▸ **Your assignment**
Lines holding the string "below" are the ones to copy from this listing.

━━━━━ Data to process

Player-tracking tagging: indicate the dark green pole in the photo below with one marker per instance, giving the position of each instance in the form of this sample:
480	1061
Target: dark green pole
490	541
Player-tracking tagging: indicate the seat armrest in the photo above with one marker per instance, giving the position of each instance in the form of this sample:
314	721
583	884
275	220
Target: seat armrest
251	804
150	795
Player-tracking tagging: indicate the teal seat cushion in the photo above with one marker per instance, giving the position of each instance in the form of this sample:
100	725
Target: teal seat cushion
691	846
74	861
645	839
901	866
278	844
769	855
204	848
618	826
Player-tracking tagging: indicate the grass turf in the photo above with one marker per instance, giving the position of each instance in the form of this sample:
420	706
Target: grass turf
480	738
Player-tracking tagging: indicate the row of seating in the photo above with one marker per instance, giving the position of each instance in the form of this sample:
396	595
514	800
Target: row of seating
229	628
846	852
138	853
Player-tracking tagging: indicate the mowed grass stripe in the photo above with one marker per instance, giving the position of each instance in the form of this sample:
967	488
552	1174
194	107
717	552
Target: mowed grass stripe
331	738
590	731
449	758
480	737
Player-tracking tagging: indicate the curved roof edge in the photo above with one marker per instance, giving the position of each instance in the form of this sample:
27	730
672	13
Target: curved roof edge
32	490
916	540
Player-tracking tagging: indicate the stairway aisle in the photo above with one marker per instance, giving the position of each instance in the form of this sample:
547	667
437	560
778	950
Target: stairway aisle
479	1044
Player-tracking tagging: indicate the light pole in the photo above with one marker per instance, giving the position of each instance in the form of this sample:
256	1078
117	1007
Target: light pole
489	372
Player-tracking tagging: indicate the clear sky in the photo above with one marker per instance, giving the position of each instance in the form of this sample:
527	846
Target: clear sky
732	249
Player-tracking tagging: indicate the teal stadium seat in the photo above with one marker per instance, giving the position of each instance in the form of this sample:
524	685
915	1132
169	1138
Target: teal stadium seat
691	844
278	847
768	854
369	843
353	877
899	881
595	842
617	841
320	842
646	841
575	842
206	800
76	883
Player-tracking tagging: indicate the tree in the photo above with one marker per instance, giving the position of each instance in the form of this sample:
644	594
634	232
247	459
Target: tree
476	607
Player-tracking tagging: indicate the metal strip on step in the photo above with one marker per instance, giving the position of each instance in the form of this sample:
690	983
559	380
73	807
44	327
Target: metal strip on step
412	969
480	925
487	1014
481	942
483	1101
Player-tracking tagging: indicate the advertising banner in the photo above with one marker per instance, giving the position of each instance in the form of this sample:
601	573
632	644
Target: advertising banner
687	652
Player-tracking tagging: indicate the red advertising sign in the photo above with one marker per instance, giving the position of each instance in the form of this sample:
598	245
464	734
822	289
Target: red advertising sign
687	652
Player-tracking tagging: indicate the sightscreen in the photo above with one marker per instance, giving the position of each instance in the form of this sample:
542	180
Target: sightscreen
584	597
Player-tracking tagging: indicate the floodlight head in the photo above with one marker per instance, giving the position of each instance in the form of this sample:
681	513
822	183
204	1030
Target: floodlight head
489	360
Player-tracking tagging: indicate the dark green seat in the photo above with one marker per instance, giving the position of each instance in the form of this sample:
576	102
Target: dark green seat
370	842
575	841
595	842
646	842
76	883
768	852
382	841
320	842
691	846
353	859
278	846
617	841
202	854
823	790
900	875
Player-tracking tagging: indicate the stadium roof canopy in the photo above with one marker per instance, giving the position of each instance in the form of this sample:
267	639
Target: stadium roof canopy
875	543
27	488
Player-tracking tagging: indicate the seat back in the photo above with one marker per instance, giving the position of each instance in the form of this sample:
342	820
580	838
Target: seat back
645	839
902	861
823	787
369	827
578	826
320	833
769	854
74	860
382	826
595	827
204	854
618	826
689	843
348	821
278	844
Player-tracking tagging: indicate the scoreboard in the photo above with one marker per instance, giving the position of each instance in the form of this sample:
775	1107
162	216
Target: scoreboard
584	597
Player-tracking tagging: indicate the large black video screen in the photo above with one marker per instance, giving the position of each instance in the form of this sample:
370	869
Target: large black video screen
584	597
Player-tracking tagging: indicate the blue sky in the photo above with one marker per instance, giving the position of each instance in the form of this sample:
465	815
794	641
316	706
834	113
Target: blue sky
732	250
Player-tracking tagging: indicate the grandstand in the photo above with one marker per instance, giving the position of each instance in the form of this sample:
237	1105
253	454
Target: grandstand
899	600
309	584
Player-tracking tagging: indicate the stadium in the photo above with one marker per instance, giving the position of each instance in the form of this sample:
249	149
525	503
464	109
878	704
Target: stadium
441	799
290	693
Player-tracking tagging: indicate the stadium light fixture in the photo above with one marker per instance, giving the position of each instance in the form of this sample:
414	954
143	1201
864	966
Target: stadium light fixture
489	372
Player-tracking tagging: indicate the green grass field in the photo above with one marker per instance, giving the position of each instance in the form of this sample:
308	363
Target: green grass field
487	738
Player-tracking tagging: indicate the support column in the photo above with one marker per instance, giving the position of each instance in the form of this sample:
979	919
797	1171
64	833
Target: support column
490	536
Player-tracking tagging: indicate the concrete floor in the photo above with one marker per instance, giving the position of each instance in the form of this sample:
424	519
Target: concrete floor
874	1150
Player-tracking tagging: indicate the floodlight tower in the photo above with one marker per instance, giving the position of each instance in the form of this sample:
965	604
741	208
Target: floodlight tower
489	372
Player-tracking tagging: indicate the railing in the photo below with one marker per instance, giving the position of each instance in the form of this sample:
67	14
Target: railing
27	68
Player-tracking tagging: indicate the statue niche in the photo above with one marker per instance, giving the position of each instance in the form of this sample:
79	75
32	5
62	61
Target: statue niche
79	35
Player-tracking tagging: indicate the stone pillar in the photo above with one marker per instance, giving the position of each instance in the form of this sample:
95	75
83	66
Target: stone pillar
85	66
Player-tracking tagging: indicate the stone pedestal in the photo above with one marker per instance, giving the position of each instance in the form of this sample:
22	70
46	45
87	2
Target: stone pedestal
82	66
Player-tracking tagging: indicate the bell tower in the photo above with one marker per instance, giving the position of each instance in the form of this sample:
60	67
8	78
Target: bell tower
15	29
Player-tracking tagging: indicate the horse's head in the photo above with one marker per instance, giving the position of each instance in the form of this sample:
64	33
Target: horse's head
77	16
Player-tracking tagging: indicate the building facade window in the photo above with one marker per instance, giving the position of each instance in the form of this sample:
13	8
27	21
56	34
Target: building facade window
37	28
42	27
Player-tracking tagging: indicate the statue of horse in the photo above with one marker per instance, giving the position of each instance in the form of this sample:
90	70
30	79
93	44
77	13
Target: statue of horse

━━━━━━━━━━

▸ **Answer to this problem**
Player-tracking tagging: indicate the dark green pole in the photo below with one marker per instance, giving the position of each instance in the form of this sample:
Player-tracking tagging: indicate the railing in the photo below with one marker per instance, giving the position of each instance in the form of this sample:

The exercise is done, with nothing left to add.